ENUNCIADO A: Reescreva os registros abaixo trocando "brown" por "gray" e mantendo todo o resto igual. Deixe as imagens de fora da resposta.

TEXTO EXTRAÍDO:
Hollanda demonstra esse vínculo direto entre autor e texto.

As próprias experiências pessoais e individuais servem de mote e conteúdo

para o trabalho literário:

Essa volta à primeira pessoa, à escrita da paixão e do medo enquanto resposta crítica, mostra-se um caminho eficaz no sentido de romper o silêncio e a perplexidade que tomaram de assalto a produção cultural do início da década. (PEREIRA; HOLLANDA, 1982, p. 54)

O que Heloísa de Hollanda chama de “uso irreverente da linguagem poética”,

contudo, não é tão bem aceito por diversos outros críticos. Maria Lucia Camargo

(2003) comenta:

Acredito que já se tornou um lugar-comum dizer que os poetas dos anos 70, assumindo uma postura antiintelectual, produziram uma poesia do cotidiano e do desimportante, de baixa qualidade estética, porque constituem uma geração desinformada, de escritores sem leitura, sem conhecimento da tradição literária. (CAMARGO, 2003, p. 37)

REGISTROS:
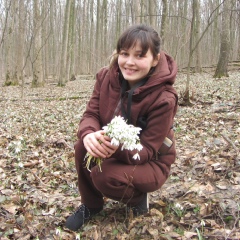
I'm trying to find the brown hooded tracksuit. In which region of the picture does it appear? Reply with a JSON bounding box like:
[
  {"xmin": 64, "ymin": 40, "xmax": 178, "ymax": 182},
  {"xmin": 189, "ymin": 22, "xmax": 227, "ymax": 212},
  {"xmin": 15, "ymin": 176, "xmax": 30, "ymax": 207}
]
[{"xmin": 75, "ymin": 52, "xmax": 177, "ymax": 208}]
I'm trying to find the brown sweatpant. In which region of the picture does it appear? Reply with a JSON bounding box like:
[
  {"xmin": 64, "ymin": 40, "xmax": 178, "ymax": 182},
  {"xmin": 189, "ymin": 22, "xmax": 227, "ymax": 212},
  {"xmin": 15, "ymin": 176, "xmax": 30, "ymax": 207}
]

ENUNCIADO B: De acordo com o texto extraído, o que serve de mote e conteúdo para o trabalho literário?

RESPOSTA A:
I'm trying to find the gray hooded tracksuit. In which region of the picture does it appear? Reply with a JSON bounding box like:
[
  {"xmin": 64, "ymin": 40, "xmax": 178, "ymax": 182},
  {"xmin": 189, "ymin": 22, "xmax": 227, "ymax": 212},
  {"xmin": 15, "ymin": 176, "xmax": 30, "ymax": 207}
]
[{"xmin": 75, "ymin": 52, "xmax": 177, "ymax": 208}]
I'm trying to find the gray sweatpant. In which region of the picture does it appear? Reply with a JSON bounding box like:
[
  {"xmin": 64, "ymin": 40, "xmax": 178, "ymax": 182},
  {"xmin": 189, "ymin": 22, "xmax": 227, "ymax": 212},
  {"xmin": 15, "ymin": 176, "xmax": 30, "ymax": 207}
]

RESPOSTA B: As próprias experiências pessoais e individuais.